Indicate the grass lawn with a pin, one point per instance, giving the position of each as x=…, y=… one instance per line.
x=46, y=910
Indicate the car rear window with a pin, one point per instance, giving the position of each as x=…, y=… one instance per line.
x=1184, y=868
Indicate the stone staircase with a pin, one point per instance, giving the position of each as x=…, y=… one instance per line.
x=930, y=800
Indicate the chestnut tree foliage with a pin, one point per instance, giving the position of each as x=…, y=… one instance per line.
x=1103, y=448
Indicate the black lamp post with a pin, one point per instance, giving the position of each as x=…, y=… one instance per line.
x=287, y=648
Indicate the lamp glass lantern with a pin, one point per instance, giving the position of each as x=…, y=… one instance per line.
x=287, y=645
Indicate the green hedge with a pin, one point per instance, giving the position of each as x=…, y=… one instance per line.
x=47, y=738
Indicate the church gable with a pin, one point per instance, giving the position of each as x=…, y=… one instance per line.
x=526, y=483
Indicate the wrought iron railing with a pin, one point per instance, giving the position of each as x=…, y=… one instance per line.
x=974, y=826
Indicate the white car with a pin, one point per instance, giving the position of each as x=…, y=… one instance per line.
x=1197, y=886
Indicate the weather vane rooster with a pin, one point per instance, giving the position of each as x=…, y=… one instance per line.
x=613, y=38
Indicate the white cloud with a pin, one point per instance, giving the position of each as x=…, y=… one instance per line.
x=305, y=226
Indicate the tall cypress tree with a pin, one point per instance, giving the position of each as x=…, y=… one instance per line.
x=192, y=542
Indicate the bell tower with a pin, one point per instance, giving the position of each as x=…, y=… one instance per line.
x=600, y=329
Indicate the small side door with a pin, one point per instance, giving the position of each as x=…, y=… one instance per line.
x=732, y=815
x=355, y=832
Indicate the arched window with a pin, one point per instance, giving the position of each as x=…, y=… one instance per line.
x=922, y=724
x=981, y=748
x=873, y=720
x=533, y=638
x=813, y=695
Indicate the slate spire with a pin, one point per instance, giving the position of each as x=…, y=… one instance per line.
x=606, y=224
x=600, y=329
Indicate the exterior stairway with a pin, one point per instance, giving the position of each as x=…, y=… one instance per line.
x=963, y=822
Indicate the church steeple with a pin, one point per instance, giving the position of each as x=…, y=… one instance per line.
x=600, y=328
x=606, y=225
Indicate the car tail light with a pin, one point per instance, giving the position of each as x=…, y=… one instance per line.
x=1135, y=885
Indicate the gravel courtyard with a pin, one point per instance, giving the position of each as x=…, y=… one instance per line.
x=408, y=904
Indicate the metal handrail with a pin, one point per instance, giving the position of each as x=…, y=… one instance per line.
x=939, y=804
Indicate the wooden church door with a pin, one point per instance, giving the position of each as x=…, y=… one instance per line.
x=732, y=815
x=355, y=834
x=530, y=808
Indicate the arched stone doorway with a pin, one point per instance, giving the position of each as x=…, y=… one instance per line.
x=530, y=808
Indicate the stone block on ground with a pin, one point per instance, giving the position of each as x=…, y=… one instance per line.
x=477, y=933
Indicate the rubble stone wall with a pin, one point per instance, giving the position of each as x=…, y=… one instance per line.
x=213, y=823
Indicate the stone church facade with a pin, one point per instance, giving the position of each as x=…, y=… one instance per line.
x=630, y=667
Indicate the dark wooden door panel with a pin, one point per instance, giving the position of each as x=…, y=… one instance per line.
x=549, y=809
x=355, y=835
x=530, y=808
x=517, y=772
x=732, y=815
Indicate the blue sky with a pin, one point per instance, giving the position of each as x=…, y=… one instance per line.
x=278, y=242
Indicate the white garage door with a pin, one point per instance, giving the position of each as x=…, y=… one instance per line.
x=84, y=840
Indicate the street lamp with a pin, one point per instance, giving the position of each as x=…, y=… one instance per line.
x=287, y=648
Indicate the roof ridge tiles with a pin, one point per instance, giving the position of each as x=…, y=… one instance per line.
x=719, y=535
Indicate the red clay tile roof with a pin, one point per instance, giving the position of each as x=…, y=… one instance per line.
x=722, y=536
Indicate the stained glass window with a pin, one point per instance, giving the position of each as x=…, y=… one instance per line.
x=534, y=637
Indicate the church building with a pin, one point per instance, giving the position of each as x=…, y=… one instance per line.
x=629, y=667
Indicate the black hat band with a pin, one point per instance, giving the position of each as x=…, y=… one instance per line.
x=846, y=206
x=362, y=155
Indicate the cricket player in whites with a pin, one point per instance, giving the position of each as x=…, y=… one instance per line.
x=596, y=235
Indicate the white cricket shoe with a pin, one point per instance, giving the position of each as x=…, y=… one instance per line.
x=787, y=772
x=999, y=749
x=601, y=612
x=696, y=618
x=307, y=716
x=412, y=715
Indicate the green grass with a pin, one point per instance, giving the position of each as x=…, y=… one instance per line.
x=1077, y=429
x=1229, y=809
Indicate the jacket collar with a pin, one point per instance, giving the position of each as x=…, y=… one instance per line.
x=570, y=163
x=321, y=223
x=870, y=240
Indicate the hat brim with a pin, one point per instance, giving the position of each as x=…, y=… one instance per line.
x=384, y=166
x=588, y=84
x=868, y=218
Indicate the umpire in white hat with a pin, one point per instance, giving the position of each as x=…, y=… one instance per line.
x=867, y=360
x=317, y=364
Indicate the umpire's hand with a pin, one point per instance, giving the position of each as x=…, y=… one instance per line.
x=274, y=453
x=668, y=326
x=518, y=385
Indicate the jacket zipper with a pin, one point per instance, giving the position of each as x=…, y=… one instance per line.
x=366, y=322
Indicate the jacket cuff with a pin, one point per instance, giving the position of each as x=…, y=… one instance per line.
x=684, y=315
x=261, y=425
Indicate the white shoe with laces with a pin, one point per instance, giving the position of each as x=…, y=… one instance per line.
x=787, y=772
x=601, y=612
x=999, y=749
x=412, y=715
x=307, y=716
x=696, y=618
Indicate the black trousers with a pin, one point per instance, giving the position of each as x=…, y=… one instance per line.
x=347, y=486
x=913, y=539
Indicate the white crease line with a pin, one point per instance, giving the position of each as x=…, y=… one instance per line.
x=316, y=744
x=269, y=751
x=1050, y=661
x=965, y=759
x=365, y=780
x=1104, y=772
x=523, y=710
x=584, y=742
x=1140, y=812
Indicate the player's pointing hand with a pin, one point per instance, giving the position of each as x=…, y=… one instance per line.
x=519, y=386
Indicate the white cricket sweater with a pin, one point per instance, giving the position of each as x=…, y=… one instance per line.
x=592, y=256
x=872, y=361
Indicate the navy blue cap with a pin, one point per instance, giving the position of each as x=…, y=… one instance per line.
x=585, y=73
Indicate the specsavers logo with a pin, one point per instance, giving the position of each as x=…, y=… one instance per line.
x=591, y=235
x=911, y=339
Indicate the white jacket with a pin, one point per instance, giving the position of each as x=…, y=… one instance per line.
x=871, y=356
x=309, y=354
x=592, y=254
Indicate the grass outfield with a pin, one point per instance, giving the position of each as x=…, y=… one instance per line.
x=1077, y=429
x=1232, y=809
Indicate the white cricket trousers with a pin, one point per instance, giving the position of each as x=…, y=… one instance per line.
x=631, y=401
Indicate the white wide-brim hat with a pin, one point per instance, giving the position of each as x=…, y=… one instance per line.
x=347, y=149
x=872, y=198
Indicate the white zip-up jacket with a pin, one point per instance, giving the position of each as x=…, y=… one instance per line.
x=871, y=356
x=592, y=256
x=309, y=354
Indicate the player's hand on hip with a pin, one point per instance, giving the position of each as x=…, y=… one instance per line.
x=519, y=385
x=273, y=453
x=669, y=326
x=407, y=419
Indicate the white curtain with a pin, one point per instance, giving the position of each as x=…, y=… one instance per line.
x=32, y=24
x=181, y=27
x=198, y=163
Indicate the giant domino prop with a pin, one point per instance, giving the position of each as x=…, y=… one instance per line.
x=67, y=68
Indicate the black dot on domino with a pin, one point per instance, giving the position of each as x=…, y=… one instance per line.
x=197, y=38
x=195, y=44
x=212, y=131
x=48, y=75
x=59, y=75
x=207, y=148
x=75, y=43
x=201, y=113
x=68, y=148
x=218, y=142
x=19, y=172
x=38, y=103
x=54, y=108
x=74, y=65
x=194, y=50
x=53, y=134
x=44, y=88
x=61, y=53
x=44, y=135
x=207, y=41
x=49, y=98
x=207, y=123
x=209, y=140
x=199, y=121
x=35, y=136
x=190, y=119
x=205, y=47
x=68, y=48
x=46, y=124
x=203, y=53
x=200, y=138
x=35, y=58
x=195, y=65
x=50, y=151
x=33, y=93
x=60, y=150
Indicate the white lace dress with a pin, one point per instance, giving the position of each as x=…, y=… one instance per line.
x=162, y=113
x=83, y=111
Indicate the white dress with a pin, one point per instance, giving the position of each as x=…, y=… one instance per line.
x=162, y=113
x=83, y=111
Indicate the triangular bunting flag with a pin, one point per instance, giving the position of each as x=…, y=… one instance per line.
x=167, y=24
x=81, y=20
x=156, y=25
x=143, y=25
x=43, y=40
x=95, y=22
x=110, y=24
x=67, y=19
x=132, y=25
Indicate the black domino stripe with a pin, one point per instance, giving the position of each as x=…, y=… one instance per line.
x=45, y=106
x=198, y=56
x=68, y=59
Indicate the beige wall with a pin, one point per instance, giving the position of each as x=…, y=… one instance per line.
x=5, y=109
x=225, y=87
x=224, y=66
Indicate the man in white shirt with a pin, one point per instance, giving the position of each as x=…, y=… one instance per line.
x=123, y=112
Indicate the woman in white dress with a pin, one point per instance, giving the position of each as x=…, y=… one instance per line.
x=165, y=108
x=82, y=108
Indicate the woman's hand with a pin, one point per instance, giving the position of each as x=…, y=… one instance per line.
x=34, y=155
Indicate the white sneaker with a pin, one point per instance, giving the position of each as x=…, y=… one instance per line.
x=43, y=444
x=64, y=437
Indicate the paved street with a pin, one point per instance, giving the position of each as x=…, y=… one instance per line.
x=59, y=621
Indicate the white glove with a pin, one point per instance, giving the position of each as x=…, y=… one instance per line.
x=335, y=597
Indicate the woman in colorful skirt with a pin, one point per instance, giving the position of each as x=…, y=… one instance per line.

* * *

__What you have to do__:
Give an exact copy of every line from the one holding "Indicate the beige" through the end of the records, both included, and no other lines.

__Answer box__:
Indicate the beige wall with a pin, one point per instance, giving the position of each as x=…, y=… one instance per line.
x=5, y=109
x=225, y=87
x=224, y=66
Indicate the man in white shirt with a pin, one point per instance, giving the position of each as x=…, y=… one instance per line.
x=123, y=112
Indicate the woman in white dress with a pin, one point per instance, giving the position of each as x=…, y=… one instance per line.
x=165, y=108
x=82, y=108
Indicate the woman's hand with a pin, one point per instance, giving the position of each as x=…, y=… one instance per line.
x=34, y=155
Indicate the white sneaker with a pin, one point per instance, giving the position of each as x=…, y=… one instance per line.
x=43, y=444
x=64, y=437
Indicate the paved street with a pin, one point per instance, giving the position of each as x=…, y=… one instance per line.
x=59, y=621
Indicate the white glove with a pin, one point per instance, giving the position of each as x=…, y=… one instance per line.
x=335, y=597
Indicate the woman in colorful skirt with a pin, one point per instance, giving the position of each as x=…, y=… one instance per line.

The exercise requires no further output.